AVAILABLE DATA: Begin
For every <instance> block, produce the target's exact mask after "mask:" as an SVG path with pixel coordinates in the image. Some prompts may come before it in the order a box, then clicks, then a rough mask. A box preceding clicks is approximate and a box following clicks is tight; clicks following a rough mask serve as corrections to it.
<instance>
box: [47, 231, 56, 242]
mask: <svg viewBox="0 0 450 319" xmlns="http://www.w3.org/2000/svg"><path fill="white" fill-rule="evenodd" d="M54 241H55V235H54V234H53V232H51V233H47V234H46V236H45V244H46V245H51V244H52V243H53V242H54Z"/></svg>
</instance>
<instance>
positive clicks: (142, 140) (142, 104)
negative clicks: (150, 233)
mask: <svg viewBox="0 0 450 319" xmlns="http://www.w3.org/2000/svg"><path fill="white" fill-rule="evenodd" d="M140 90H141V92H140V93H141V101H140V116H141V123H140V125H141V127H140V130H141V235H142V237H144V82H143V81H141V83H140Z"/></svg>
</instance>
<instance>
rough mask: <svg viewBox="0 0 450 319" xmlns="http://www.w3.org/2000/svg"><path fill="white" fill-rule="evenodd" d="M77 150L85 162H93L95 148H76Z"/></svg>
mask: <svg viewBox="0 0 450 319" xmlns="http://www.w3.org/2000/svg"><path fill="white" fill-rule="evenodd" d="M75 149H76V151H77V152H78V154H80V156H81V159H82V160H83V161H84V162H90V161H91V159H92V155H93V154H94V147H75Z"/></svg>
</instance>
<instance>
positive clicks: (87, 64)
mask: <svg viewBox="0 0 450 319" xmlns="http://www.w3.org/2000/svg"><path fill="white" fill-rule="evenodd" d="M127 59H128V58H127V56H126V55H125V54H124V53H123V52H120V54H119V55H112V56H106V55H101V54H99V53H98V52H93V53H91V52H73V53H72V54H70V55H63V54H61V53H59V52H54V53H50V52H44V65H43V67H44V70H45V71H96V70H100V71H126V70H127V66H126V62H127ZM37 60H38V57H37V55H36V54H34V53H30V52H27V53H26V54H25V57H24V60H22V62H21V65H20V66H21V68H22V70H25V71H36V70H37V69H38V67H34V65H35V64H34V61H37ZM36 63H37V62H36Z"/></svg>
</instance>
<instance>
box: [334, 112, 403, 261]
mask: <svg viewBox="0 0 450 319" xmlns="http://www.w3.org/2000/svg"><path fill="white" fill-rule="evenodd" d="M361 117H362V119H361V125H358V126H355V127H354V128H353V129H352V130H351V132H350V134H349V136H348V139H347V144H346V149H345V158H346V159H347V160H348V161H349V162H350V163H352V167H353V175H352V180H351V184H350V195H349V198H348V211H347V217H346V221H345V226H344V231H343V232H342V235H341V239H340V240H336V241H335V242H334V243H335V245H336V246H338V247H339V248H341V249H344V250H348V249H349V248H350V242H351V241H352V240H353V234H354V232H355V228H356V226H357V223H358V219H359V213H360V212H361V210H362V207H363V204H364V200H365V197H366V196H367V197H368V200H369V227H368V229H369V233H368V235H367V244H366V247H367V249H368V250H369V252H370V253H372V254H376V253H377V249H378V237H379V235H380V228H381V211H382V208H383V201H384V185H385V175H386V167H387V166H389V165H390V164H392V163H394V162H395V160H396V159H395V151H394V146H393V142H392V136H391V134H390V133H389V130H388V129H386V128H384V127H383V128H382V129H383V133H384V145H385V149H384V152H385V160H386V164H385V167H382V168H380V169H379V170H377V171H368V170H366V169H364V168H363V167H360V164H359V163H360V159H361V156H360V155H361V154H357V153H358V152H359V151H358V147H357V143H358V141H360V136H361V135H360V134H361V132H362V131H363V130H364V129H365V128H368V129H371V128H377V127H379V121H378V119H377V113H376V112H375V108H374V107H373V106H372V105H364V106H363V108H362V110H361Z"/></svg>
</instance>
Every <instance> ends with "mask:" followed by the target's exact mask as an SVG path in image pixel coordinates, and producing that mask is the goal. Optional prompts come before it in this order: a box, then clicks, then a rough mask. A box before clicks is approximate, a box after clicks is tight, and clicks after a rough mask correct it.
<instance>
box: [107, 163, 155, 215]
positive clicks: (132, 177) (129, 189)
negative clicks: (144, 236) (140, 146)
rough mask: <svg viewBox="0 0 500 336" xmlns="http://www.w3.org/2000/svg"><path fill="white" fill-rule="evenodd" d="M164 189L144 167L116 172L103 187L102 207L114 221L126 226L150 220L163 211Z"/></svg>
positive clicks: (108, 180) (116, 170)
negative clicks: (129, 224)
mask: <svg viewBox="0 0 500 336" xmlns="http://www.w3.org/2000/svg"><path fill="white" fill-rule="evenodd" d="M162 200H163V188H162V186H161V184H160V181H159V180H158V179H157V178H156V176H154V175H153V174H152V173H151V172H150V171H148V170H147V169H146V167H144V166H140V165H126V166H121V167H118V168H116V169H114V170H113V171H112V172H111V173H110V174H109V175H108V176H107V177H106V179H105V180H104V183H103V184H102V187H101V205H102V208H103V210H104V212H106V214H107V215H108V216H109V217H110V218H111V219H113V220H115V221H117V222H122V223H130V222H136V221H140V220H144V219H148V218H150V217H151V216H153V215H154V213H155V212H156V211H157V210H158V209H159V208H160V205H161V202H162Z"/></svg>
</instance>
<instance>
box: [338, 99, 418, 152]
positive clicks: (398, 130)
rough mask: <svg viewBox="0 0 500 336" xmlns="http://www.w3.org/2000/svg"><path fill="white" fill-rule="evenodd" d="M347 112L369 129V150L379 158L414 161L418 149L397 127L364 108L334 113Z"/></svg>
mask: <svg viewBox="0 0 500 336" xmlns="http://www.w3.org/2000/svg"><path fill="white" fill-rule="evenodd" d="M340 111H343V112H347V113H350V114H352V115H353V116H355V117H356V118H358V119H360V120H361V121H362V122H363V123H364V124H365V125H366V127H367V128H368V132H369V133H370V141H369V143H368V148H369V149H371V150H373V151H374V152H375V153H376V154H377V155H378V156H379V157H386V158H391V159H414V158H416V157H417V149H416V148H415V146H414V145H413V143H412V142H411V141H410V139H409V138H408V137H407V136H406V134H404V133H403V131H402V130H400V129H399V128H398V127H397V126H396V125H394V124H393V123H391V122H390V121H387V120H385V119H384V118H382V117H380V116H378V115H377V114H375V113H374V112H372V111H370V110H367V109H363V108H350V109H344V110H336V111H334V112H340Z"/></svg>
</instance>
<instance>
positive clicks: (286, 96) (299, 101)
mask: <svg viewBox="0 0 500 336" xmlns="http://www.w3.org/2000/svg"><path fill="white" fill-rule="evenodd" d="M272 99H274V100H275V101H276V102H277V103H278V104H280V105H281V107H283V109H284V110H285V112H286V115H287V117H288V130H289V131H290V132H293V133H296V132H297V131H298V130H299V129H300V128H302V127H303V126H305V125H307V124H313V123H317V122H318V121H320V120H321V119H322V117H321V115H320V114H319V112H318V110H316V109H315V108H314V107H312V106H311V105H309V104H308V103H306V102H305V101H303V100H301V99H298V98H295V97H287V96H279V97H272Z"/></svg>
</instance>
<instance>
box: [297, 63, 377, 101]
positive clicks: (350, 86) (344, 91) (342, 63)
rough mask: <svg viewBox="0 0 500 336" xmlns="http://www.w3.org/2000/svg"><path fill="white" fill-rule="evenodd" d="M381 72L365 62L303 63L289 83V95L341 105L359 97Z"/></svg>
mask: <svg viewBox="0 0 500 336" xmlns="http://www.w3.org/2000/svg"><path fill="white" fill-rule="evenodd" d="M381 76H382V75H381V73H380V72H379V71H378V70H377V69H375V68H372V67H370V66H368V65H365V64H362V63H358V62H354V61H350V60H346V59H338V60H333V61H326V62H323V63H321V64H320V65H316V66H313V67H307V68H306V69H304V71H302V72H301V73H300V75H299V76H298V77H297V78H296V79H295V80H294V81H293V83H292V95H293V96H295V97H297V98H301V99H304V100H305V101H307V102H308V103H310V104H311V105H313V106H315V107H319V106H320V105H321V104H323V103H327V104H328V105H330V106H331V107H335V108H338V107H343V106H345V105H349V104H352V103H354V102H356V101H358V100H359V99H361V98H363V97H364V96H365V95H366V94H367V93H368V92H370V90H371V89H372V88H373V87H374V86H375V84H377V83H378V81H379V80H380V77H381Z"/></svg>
AVAILABLE DATA: End
- [EXERCISE GOAL]: How many lines in the listing above contain the string "negative"? Reply with the number alone.

- [RESULT]: 3